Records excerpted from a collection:
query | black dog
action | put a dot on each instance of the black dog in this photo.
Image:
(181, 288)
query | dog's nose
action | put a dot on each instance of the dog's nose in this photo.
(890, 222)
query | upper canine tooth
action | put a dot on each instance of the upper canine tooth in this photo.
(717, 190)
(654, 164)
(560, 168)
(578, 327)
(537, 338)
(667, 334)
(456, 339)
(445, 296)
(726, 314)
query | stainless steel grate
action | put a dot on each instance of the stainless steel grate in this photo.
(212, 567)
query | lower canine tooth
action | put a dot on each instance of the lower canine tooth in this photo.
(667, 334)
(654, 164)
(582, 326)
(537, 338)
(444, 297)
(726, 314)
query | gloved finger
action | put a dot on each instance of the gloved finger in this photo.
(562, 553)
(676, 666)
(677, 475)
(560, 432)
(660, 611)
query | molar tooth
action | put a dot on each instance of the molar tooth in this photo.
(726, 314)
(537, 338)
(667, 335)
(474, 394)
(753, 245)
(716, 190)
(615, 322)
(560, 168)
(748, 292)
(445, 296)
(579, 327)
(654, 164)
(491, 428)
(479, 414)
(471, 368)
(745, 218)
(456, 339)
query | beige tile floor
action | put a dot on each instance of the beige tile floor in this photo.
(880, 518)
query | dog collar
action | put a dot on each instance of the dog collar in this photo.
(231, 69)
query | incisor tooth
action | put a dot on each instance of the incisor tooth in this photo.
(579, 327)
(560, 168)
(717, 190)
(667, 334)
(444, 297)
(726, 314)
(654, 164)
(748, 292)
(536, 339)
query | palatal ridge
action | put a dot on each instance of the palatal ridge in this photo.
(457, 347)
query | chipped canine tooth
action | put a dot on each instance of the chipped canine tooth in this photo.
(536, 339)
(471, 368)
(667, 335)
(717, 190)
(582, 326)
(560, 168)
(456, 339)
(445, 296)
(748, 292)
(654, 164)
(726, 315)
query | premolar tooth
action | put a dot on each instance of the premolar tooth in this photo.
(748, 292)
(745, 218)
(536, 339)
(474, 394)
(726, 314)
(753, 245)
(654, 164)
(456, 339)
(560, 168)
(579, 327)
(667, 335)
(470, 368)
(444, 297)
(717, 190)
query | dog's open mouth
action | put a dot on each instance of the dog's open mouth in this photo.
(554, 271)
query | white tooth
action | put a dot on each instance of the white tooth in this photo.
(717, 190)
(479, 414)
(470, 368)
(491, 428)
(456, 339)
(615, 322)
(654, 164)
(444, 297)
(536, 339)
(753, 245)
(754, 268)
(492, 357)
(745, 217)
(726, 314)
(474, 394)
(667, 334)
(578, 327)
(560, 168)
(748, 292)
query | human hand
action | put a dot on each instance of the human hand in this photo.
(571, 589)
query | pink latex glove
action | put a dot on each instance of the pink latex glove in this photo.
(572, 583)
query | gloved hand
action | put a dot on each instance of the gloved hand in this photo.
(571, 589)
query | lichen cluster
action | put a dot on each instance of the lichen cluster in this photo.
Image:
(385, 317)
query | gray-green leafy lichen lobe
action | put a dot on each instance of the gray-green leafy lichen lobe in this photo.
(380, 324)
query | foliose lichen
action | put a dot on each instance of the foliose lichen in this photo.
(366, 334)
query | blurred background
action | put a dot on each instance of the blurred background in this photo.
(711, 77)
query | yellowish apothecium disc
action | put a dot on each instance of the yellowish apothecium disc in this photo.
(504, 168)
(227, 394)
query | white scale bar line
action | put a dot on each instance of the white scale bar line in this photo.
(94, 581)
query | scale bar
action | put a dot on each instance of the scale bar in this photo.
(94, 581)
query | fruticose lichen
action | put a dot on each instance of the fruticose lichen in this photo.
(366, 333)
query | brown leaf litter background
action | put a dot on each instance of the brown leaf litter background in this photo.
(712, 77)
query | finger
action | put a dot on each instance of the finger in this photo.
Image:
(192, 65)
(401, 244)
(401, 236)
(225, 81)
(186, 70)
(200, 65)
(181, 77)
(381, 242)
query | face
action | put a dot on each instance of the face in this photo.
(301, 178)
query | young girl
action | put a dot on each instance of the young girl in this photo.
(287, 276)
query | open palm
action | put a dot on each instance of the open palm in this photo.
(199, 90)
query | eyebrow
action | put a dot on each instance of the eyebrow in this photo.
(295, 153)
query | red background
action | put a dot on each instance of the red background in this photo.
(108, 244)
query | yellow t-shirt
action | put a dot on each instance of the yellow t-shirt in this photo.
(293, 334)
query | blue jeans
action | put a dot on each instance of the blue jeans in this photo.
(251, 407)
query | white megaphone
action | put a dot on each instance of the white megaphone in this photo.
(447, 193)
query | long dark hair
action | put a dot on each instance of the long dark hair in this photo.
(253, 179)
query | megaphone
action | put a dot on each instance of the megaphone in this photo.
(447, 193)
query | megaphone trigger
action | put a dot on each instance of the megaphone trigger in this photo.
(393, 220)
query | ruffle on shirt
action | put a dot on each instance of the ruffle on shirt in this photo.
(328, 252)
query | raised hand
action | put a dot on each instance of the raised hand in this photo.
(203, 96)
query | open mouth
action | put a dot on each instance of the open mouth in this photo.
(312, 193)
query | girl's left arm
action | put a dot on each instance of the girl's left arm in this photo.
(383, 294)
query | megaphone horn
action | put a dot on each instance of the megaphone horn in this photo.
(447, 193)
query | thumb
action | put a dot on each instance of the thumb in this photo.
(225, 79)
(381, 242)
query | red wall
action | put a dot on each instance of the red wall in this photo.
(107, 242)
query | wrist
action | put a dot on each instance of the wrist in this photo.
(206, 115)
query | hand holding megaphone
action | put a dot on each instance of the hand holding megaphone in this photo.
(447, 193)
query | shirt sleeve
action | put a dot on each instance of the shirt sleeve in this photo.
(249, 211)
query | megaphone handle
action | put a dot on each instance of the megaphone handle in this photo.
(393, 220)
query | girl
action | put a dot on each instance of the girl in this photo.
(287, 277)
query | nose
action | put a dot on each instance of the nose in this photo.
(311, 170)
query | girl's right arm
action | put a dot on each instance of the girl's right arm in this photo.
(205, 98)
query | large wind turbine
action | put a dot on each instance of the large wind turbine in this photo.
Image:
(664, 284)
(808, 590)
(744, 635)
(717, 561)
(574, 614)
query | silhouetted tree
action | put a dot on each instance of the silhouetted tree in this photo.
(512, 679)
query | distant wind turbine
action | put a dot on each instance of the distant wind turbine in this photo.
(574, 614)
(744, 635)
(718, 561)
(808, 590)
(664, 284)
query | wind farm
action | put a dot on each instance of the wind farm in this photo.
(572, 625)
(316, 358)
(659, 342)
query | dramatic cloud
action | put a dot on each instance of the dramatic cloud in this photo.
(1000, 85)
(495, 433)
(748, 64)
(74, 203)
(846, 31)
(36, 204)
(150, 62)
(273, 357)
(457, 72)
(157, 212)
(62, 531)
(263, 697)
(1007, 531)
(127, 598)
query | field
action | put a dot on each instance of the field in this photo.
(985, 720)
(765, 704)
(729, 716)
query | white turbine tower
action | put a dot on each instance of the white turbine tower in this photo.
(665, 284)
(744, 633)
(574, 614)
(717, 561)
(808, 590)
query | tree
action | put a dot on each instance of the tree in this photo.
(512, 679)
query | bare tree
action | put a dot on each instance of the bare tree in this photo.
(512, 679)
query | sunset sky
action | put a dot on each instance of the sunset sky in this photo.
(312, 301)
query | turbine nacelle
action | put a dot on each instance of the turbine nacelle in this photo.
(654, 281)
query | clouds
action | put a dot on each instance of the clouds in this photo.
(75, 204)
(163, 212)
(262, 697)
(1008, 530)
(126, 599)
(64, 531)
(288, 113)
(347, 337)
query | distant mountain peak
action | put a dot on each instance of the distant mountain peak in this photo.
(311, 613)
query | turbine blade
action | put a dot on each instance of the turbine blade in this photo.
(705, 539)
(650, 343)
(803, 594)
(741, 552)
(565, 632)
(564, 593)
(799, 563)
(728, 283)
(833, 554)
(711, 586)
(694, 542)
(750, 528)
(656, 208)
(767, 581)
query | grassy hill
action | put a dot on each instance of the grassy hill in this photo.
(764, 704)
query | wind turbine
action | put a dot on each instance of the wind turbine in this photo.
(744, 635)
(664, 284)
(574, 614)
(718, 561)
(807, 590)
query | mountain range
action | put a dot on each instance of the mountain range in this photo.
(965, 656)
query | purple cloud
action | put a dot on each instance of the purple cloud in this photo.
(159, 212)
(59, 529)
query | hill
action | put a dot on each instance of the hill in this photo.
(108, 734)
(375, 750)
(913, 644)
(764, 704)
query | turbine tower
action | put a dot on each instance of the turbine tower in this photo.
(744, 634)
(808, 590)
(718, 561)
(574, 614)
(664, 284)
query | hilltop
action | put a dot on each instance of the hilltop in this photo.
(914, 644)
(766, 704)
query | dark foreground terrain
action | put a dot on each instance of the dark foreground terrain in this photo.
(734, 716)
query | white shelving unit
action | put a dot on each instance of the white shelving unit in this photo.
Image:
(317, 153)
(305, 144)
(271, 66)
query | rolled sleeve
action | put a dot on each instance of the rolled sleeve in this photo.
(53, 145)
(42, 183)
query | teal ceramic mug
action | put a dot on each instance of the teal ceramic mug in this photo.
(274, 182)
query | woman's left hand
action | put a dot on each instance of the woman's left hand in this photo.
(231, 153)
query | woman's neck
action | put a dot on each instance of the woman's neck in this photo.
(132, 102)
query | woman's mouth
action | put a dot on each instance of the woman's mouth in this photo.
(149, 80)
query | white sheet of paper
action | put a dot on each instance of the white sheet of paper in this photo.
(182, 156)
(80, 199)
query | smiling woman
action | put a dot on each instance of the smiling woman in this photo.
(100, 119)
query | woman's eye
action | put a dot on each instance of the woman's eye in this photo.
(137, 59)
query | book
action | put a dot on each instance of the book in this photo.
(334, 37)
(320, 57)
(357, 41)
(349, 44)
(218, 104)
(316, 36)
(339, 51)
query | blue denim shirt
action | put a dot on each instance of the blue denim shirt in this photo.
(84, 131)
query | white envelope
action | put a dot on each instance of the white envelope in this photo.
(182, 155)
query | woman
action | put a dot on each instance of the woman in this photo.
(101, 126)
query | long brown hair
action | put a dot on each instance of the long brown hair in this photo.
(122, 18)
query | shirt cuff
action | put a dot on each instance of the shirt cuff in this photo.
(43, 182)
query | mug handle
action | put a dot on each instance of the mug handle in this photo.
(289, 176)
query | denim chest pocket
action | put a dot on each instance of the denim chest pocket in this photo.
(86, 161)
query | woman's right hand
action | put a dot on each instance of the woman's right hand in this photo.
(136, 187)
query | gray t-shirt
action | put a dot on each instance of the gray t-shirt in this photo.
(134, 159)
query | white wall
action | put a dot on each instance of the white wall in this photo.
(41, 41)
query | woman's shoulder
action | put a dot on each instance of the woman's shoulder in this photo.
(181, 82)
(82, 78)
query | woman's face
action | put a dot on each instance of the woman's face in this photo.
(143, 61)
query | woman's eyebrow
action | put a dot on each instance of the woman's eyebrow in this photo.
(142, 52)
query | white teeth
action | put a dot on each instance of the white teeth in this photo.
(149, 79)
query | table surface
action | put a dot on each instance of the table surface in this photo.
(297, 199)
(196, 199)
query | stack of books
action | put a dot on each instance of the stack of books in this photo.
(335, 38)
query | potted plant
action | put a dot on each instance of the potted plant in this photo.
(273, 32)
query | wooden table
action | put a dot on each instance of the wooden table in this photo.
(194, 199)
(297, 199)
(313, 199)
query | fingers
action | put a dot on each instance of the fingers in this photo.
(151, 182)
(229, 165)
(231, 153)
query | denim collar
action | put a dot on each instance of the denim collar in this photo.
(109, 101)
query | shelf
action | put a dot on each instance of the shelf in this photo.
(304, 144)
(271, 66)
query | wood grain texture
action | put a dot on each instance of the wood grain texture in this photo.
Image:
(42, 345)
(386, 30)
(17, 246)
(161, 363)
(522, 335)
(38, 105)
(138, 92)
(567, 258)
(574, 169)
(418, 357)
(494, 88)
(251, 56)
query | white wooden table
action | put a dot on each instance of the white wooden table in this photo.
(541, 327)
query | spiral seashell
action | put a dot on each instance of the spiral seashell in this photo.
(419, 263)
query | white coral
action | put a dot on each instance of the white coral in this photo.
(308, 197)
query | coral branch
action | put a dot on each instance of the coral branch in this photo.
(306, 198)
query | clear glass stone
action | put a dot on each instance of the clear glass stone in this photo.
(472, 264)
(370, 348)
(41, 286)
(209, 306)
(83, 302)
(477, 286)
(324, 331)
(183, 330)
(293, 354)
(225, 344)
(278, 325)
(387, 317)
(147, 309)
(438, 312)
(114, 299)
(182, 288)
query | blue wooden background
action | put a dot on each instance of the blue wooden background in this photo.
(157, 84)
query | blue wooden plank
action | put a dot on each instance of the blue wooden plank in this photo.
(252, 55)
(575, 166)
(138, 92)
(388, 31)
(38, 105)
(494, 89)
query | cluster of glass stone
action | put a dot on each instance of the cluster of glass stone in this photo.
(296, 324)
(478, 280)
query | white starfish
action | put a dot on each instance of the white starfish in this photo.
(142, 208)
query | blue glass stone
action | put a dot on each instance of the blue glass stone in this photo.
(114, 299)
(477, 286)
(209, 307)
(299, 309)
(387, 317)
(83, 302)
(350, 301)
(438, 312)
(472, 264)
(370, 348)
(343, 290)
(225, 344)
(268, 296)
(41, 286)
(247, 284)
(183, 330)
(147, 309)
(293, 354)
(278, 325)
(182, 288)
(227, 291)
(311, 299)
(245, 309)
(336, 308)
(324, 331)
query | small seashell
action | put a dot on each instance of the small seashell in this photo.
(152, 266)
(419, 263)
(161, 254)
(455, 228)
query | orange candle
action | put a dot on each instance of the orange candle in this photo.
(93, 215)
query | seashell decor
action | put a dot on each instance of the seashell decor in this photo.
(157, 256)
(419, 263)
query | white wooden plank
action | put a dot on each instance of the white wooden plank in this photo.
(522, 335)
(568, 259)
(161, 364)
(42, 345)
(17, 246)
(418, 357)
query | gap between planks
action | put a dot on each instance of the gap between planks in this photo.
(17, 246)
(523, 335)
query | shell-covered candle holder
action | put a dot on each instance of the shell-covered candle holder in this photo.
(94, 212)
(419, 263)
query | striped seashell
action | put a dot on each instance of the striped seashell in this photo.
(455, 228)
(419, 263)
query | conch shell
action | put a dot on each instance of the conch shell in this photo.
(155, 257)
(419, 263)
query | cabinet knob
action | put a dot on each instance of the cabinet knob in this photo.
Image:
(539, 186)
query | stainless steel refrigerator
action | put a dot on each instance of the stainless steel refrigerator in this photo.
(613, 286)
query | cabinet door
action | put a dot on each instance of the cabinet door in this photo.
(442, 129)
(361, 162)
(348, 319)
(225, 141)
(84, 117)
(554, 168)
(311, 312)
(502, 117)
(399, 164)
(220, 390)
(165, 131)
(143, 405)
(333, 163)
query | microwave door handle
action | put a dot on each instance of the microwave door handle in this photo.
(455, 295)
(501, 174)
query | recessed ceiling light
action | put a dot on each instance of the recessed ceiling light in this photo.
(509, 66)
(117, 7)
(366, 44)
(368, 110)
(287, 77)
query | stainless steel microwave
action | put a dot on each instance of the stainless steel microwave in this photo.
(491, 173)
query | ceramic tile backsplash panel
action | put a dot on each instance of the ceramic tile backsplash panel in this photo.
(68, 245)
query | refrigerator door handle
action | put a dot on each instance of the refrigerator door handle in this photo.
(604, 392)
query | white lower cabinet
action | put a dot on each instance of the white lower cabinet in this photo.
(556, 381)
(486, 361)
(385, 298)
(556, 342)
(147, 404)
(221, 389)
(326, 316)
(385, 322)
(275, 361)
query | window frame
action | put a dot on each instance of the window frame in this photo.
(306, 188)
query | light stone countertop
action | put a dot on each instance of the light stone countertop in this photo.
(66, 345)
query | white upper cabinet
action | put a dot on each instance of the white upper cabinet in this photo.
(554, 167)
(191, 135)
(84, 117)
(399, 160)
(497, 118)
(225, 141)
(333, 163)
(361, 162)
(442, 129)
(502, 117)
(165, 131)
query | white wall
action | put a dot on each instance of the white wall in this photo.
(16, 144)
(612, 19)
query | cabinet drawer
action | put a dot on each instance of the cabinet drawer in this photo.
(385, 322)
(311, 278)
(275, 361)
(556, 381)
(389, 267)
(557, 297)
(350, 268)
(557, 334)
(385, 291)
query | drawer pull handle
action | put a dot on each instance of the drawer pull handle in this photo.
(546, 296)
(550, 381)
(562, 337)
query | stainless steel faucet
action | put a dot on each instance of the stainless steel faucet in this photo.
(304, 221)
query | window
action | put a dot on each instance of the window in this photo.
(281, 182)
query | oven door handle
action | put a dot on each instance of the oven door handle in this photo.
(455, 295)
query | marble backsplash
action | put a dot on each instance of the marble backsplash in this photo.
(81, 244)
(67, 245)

(Task to complete) Copy out, exactly and alone, the lines of the entries above between the ones holding "dog's open mouth in this photo." and "query | eyebrow", inclusive.

(Answer box)
action | put a dot on each instance of the dog's open mouth in this photo.
(554, 271)
query | white tooth
action | put a dot on each instance of the white tooth in this photo.
(717, 190)
(479, 414)
(470, 368)
(491, 428)
(456, 339)
(615, 322)
(654, 164)
(444, 297)
(536, 339)
(753, 245)
(754, 268)
(492, 357)
(745, 217)
(726, 314)
(474, 394)
(667, 334)
(578, 327)
(560, 168)
(748, 292)
query | human hand
action | put a dot on each instance of the human hand in this photo.
(571, 589)
query | pink latex glove
action | put a dot on each instance of the pink latex glove in this photo.
(572, 583)
query | gloved hand
action | put a dot on each instance of the gloved hand in this photo.
(571, 589)
query | lichen cluster
action | put a dot on each instance of the lichen cluster in this photo.
Image:
(385, 317)
query | gray-green leafy lichen lobe
action | put a dot on each instance of the gray-green leafy lichen lobe in this photo.
(380, 324)
query | foliose lichen
action | put a dot on each instance of the foliose lichen in this photo.
(366, 334)
query | blurred background
action | put a dot on each instance of the blurred background in this photo.
(711, 77)
query | yellowish apothecium disc
action | put a dot on each instance of the yellowish apothecium disc in this photo.
(504, 168)
(227, 394)
query | white scale bar line
action | put a dot on each instance of the white scale bar line in this photo.
(94, 581)
query | scale bar
action | put a dot on each instance of the scale bar in this photo.
(94, 581)
query | fruticose lichen
action | put a dot on each instance of the fruticose lichen in this photo.
(366, 333)
query | brown leaf litter background
action | put a dot on each instance of the brown leaf litter background in this photo.
(712, 77)
query | finger
action | put a dot on each instance of the finger in this photo.
Image:
(192, 65)
(401, 244)
(401, 236)
(225, 81)
(186, 70)
(200, 65)
(181, 77)
(381, 242)
query | face
action | put a dot on each instance of the face in this photo.
(301, 178)
query | young girl
action | put a dot on each instance of the young girl in this photo.
(287, 276)
query | open palm
action | put a dot on each instance of the open palm in this photo.
(199, 90)
query | eyebrow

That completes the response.